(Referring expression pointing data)
++++
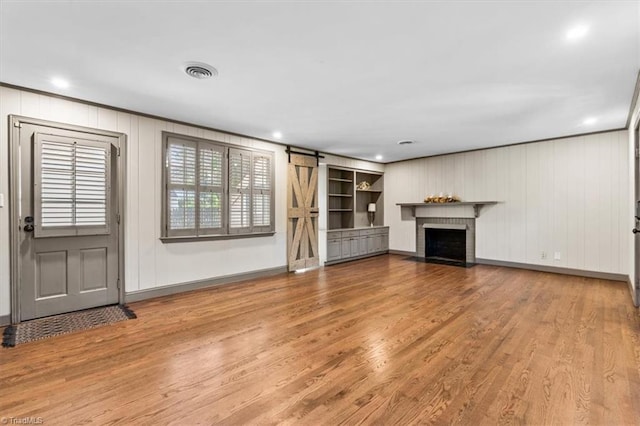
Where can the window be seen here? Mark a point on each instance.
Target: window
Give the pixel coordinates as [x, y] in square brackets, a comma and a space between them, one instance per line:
[215, 189]
[72, 186]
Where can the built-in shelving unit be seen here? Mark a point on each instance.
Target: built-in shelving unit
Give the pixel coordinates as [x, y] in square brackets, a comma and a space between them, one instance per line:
[348, 206]
[340, 198]
[349, 232]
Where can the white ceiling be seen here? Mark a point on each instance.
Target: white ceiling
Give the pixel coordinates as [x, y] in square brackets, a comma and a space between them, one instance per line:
[349, 78]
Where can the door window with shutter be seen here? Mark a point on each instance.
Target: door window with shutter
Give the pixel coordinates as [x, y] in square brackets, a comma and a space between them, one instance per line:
[71, 182]
[215, 189]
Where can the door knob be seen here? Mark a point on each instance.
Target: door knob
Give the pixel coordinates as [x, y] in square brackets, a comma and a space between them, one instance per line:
[28, 227]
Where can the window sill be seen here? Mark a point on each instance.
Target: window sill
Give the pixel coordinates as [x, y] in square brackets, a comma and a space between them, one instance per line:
[167, 240]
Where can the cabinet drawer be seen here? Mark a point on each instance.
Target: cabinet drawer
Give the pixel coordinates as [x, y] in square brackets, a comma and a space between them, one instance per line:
[334, 235]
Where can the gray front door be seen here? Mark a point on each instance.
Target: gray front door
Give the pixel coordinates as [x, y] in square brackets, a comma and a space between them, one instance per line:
[68, 236]
[637, 212]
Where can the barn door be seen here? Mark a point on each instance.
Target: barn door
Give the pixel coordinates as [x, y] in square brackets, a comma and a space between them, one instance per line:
[302, 212]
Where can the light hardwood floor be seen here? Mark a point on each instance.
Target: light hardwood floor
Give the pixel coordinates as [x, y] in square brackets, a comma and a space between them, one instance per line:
[383, 340]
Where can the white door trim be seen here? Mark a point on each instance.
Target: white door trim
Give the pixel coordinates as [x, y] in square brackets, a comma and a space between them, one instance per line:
[14, 191]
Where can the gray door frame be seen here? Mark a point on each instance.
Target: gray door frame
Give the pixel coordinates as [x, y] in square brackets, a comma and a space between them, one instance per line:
[14, 191]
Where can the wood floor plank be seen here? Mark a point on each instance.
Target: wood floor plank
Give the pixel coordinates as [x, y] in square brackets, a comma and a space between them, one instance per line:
[384, 340]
++++
In the copy, include every record exactly and no pictures at all.

** WRITTEN RESPONSE **
Where can the window be seen here? Mark a point on each instance.
Target: window
Give the pixel coordinates as [x, y] in square brackets, a comma and a space between them, one instance per line:
[215, 189]
[72, 186]
Where can the built-in shelving unit be seen here? Mark a point on each instance.
Target: built-in shelving unit
Give the pixel coordinates as [x, y] in square brackets, a comma and a space between them, one instance per line:
[348, 206]
[340, 198]
[349, 232]
Where can the white ceiling be seen here? Mark a point on each instance.
Target: white ceiling
Give the pixel coordinates as [x, y] in square brackets, a comma and a space between them, one instance per line:
[349, 78]
Where can the door window with shutter be seen here? Mark a point on each instance.
Target: door window with shutter
Give the pixel coordinates as [x, y] in square brackets, a comma and a space between them, one instance per line:
[71, 182]
[215, 189]
Where can the door knob be seen here? Mark a point on each instance.
Target: door knob
Give the pixel coordinates as [x, y] in square brackets, a comma and a space between them, one instance per line:
[28, 227]
Where can the window sill be seen here? Mark a point on each instance.
Target: window sill
Give the pixel coordinates as [x, y] in square brackets, a comma and a space between them, one instance per line:
[167, 240]
Where can the cabinet drawer be seen here? Mark a point on each instance.
Target: cabinet drawer
Give the pixel coordinates as [x, y] in square brackets, a comma and a space between them, one instance per line:
[334, 235]
Where can the gray front door be seen here? Mark a point on each instance.
Target: gray front door
Give the pixel coordinates as [x, y] in square brackets, a comma and a space between them, one instance per line:
[68, 236]
[637, 212]
Where can the barn door be seen here? Mark a point on each instance.
Target: barn door
Give the pixel coordinates as [x, y] in square brackets, a comma and a space between them, one instance per line:
[302, 212]
Where can the light hardwood floor be seen here? Mark a point on each instance.
Target: light hardwood floor
Give the pixel coordinates as [x, y] in square brackets, a comma and a space between them, one instance per line:
[383, 340]
Where can the white door trim be seen here? Mark a point on each instance.
Target: white door trim
Give the pixel coordinates as [x, y] in square brackets, a comma and a space between them, one instance per line:
[14, 191]
Where can the gray door frame be seen here? Mark a point on each instance.
Target: gray door frame
Give the pixel coordinates as [x, y] in square brackets, a comma and a space between them, one instance per line:
[14, 191]
Where can the wood floor plank be seen here? Mark a point on each instance.
Target: wood floor plank
Give the pixel coordinates as [x, y] in square brackets, a comma and a space between them, one instance per line:
[384, 340]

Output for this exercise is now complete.